**SHORT PROBLEM:** Reproduce the entire listing word for word.

+---+

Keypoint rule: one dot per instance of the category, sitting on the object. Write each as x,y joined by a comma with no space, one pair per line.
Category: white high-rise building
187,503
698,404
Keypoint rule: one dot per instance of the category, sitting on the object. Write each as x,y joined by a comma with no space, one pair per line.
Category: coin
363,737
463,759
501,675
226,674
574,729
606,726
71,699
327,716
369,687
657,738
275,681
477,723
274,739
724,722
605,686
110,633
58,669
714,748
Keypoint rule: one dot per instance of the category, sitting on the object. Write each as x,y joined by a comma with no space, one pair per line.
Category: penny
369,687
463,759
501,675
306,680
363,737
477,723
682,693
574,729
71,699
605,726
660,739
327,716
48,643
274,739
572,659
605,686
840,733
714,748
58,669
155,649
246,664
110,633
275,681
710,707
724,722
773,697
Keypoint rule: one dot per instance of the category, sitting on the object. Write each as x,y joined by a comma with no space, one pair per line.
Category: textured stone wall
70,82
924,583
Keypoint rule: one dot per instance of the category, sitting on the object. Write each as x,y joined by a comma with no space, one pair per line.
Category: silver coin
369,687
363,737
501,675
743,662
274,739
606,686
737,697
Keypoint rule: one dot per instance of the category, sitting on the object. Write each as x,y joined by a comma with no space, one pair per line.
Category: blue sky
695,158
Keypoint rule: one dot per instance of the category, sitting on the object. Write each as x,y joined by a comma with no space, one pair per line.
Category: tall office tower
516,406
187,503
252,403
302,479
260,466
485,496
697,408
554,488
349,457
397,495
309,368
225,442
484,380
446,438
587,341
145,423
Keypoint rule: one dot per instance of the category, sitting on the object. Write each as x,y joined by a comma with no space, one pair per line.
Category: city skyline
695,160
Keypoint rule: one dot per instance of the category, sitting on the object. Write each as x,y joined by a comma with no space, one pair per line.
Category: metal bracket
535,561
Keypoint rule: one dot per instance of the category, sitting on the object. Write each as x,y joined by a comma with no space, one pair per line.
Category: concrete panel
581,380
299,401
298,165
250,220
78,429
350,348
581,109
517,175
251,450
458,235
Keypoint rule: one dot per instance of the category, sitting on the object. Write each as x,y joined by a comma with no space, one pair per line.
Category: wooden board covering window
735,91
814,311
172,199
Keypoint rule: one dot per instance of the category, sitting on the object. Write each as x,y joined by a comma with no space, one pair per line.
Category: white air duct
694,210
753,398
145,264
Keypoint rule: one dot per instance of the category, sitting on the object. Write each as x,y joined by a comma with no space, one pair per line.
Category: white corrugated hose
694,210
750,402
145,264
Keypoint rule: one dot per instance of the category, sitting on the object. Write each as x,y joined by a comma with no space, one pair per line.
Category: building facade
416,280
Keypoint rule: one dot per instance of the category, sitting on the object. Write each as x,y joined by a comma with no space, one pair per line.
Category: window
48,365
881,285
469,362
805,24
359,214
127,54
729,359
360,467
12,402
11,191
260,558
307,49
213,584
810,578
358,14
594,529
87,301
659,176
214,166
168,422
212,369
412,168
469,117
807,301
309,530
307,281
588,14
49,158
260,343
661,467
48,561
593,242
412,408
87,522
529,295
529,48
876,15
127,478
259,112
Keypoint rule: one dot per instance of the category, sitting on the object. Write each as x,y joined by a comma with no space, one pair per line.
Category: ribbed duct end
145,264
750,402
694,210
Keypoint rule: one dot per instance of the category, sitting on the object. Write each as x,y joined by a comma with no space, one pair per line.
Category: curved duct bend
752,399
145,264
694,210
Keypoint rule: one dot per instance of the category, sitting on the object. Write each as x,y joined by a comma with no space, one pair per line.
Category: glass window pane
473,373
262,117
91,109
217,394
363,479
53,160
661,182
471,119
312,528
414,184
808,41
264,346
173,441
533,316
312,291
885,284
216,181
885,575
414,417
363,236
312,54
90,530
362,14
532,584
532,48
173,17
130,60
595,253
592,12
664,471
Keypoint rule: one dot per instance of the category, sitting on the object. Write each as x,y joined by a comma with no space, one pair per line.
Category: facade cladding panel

+---+

**RESULT FOR THIS TASK:**
Keypoint rule: one dot per instance of the category, sitting on the object. Write each as x,y joined by a comma with no space, one pair per line.
Category: white high-rise building
187,503
698,404
Keypoint rule: one dot per instance of the category, sitting on the object. Write each as x,y joined by a comma with no space, one pair per line.
Category: coin
363,737
463,759
501,675
226,674
574,729
606,726
71,699
327,716
369,687
657,738
275,681
477,723
274,739
724,722
605,686
110,633
58,669
714,748
Keypoint rule: one dot per instance of the category, sitting on the object. Write each as x,y joined by a comma with no space, one pair per line.
Category: penny
369,687
463,759
501,675
306,680
363,737
477,723
682,693
574,729
71,699
605,726
660,739
327,716
48,643
274,739
572,659
605,686
840,733
714,748
58,669
155,649
246,664
110,633
275,681
710,707
724,722
773,697
Keypoint rule: one dot per instance of the category, sitting on the object. Write each as x,y joined by a comma with no space, one pair per line.
Category: textured stone wall
70,82
924,583
Keypoint rule: one dot per instance of the category, sitting on the object. Write each as x,y joined by a comma with no space, one pair per line.
Category: silver coin
369,687
363,737
501,675
743,662
274,739
606,686
737,697
Keypoint rule: one dot per instance of the category, sitting on the object. Write each as x,y joined by a comma with no space, one pair per line.
Category: blue sky
695,158
Keypoint rule: one dot per instance of the category, sitting on the object. Write each as x,y joined by a comma with no space, one pair per line.
Category: tall office tower
516,406
187,503
252,403
302,479
260,466
485,496
697,408
554,488
349,457
397,495
309,368
225,442
484,380
446,438
587,341
145,423
Keypoint rule: one dot per instance of the category, sitting on the object. Write each as x,y joined by a comma with no space, one pair per line.
Category: city skyline
695,160
Keypoint rule: one dot per instance of the category, sitting on the object. Write each as x,y joined by a comma with no space, one pair per line.
Category: metal bracket
535,561
Keypoint rule: one dot per instance of the category, sitting on the object. Write each as x,y joined by a comma with no space, one pair per line.
Category: concrete panel
581,380
299,401
298,165
250,220
78,429
350,348
581,109
517,175
251,450
458,235
Keypoint rule: one dot per instance of the category, sitting on the object. Write each as x,y joined by a comma with no space, one pair per line.
Category: wooden board covering window
735,91
814,311
172,199
Keypoint rule: one dot per instance of the category, sitting on the object. Write each as x,y joined by a comma with no space, one pair per line.
Category: white air duct
694,210
753,398
145,264
Keypoint rule: one dot per instance of the category, sitting on the object. Write each as x,y joined by a comma with no space, one pair per line.
Category: white corrugated hose
694,210
750,402
145,264
Keypoint rule: one dot per instance of the category, sitting on the object. Write each as x,y joined by a comma with no space, one pair per line.
Category: building facade
416,280
Keypoint rule: one dot per instance of the category, sitting on the object. Write each as x,y joined by a comma with no space, one pair per line.
Category: window
48,365
881,285
469,362
805,24
359,214
127,54
729,359
360,467
12,402
11,191
260,558
307,49
213,584
810,578
358,14
594,529
87,301
659,176
214,166
168,422
212,369
412,168
469,117
807,301
309,530
307,281
588,14
49,158
260,343
661,467
48,561
593,242
412,408
87,522
529,295
529,48
876,15
127,478
259,112
Keypoint rule: one dot per instance of the category, sitting on the object. Write each as x,y joined by a comma with no space, one pair per line.
Category: ribbed duct end
145,264
750,402
694,210
Keypoint rule: one dot per instance of the category, sitting on the object. Write each as x,y joined by a comma with no space, one pair per line.
Category: curved duct bend
752,399
145,264
694,210
Keypoint rule: one dot per instance of the category, sitting on the object. Write each as x,y joined by a comma with no space, one pair per line.
Category: glass window pane
473,373
262,117
91,109
217,394
363,479
53,160
661,182
471,119
312,528
414,184
808,41
264,346
173,441
533,316
312,291
885,284
216,181
885,575
414,417
363,236
312,54
90,530
362,14
532,584
532,48
173,17
130,60
595,253
592,12
664,471
Keypoint rule: one dot per instance of the category, sitting on the object. Write each as x,y joined by a comma with no space, one pair per line.
Category: facade cladding panel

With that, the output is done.